*Work to do*. Update the entries below by changing every "integer pixel boxes" to "bounding boxes". Leave everything else as it is.

*Data lines*.
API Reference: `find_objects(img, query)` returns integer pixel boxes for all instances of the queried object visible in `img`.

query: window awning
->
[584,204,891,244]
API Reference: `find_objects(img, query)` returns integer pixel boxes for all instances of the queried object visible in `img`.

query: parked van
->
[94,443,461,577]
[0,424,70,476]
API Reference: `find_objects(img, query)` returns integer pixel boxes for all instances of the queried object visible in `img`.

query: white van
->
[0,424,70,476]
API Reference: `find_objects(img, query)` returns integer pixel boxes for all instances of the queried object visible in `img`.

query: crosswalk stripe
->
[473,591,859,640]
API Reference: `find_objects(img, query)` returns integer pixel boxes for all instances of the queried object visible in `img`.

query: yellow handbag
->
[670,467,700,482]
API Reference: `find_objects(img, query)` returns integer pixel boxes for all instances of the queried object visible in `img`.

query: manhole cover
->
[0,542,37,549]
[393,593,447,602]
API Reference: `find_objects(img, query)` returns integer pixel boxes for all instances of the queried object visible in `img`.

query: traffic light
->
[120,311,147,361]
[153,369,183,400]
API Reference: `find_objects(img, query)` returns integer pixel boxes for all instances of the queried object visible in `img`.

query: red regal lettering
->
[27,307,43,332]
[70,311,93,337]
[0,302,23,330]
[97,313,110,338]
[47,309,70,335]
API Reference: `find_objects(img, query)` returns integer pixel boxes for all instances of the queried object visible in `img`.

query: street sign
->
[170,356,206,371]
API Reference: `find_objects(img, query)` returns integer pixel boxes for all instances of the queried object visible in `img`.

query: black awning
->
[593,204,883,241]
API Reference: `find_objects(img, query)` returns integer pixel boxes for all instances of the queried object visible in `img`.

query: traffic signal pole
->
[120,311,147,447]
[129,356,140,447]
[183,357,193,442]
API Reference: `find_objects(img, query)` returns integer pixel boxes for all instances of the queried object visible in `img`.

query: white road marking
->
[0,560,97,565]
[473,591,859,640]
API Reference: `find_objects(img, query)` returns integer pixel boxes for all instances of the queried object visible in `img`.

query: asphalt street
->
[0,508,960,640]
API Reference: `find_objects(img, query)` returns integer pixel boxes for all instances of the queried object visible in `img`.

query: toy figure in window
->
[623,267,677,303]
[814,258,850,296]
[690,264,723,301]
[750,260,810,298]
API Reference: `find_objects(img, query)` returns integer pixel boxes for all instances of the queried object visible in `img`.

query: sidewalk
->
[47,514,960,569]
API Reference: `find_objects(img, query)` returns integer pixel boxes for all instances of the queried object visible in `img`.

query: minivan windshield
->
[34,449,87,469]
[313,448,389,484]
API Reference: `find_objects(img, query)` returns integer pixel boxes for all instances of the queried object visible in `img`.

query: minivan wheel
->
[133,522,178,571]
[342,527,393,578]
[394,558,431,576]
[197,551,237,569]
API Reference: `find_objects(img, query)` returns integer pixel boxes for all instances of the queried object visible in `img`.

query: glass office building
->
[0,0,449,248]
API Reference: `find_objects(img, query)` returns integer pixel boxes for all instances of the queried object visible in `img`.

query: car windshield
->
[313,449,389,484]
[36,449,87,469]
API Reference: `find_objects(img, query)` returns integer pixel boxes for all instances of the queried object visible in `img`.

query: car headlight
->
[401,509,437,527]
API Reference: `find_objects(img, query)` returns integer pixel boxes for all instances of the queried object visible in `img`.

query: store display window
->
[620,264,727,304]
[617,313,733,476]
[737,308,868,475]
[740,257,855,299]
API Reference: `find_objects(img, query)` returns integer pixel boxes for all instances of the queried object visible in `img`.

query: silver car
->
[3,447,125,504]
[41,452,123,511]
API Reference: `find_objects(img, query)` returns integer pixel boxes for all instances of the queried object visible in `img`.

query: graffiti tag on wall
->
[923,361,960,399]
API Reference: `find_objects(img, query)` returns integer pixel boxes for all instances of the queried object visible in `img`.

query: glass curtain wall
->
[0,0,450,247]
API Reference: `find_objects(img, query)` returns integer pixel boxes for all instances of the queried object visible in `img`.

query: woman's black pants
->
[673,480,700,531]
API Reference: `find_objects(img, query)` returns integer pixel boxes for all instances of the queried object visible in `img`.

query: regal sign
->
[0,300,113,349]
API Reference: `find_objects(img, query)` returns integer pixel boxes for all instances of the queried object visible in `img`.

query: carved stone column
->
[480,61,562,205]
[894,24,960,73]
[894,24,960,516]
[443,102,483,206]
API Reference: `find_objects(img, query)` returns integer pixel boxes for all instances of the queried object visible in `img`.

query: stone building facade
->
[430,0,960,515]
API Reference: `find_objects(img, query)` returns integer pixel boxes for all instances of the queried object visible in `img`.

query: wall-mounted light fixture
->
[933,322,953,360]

*Full answer*.
API Reference: `find_objects(img, query)` returns bounding boxes for all instances of the queried object visible in `img`.

query: window awning
->
[584,204,891,244]
API Reference: `find_objects(img, query)` returns bounding boxes for all instances of the queried object visible in `img`.

query: parked van
->
[94,443,461,577]
[0,424,70,476]
API Reference: `find_objects(img, query)` returns bounding boxes for all instances of the queried object visible in `img`.

query: white van
->
[0,424,70,476]
API Reference: `find_objects(img, query)` returns bounding boxes for all instances of the queried object visible in `img`.

query: crosswalk stripe
->
[473,591,859,640]
API Reference: `find_objects(img, query)` returns bounding boxes for all instances of the queried object visible in `img`.

query: yellow handbag
->
[670,467,700,482]
API Reference: `find_objects(img, query)` returns bounding boxes for all instances of the queried object visible in `img`.

query: manhole cover
->
[0,542,37,549]
[393,593,447,602]
API Reference: `find_objects(img, query)` returns bounding boxes for all instances of the queried object visible in `img`.

query: traffic light
->
[120,311,147,361]
[153,369,183,400]
API Reference: `find_objects(img, query)` returns bounding boxes for all instances of the queried object visible in `img`.

query: red regal lettering
->
[27,307,43,332]
[70,311,93,337]
[0,302,23,330]
[97,313,110,338]
[47,309,70,335]
API Reference: `find_objects(img, query)` returns bounding boxes for all instances of the queried object visible in `img`.

query: street sign
->
[170,356,206,371]
API Reference: `find_objects(img, query)` returns bounding boxes for all instances of the queried object visible in `img`.

query: black awning
->
[593,204,883,241]
API Reference: `find_objects(img, query)` returns bounding boxes for all instances of the queried object visible in `img`.

query: traffic signal pole
->
[120,311,147,447]
[129,356,140,447]
[183,357,193,442]
API Reference: `find_objects(img, query)` returns bounding boxes for all instances of the queried object visible in `img`.

query: white road marking
->
[0,560,97,565]
[473,591,859,640]
API Reference: `find_objects(img, query)` returns bounding boxes for all instances of the queried object visible in `img`.

query: asphalt street
->
[0,508,960,640]
API Reference: `find_objects(img, query)` returns bounding boxes for all instances of the queried object visible in `img`.

query: toy figure in window
->
[623,267,677,303]
[814,258,850,296]
[690,264,723,301]
[750,260,810,298]
API Reference: `find_objects(img, query)` returns bounding boxes for all instances of the queried object visible in `img`.

query: sidewalk
->
[47,514,960,569]
API Reference: `find_objects(img, query)` returns bounding boxes for all instances of the queried object visible in `img`.

query: minivan windshield
->
[34,449,87,469]
[313,448,389,484]
API Reference: `find_objects(img, query)` returns bounding boxes for all instances of the queried object visible in `img`.

query: minivan wheel
->
[133,522,178,571]
[342,527,393,578]
[394,558,431,576]
[197,551,237,569]
API Reference: `find_objects(img, query)` returns bounding boxes for all instances of the queried object visible in `img`.

query: glass office building
->
[0,0,449,248]
API Reference: `find_objects(img, query)` returns bounding boxes for all instances of the queried object visible in `img`.

query: car windshield
->
[313,449,389,484]
[36,449,87,469]
API Reference: `find_objects(img, query)` returns bounding boxes for all instances of the queried object visible in `img`.

query: car headlight
->
[401,509,437,527]
API Reference: `find_objects(img, query)` returns bounding boxes for all instances of the queried object visible in `img`.

query: store display window
->
[620,264,727,304]
[617,313,733,476]
[737,308,868,475]
[740,257,855,299]
API Reference: `find_objects(img, query)` returns bounding boxes for all instances of the queried object visible in `img`.

query: silver car
->
[3,447,125,504]
[41,452,123,511]
API Reference: `find_objects(img, query)` returns bounding boxes for all instances of the queried object visible in `img`.

query: graffiti tag on wall
->
[923,361,960,399]
API Reference: `find_objects(img, query)` returns bounding boxes for all instances of the queried object visible in `img`.

query: glass curtain wall
->
[0,0,450,247]
API Reference: `find_objects(img, query)` returns bounding boxes for all instances of the queried object visible in `img`.

query: woman's black pants
->
[673,480,700,531]
API Reference: `find_objects(img, query)` returns bounding boxes for all instances of the queried object visible in `img`.

query: regal sign
->
[0,300,113,349]
API Reference: `find_objects(img, query)` returns bounding boxes for all instances of the queried object visible in `img`.

query: carved stone column
->
[480,61,562,205]
[894,24,960,73]
[894,24,960,516]
[443,102,483,206]
API Reference: `find_objects(img, query)` returns bounding boxes for all instances of the queried object visible in `img`.

query: stone building facade
->
[430,0,960,515]
API Reference: `find_objects(img, query)` returns bounding boxes for all instances of the queried object visible in `img`.

query: wall-mounted light fixture
->
[933,322,953,360]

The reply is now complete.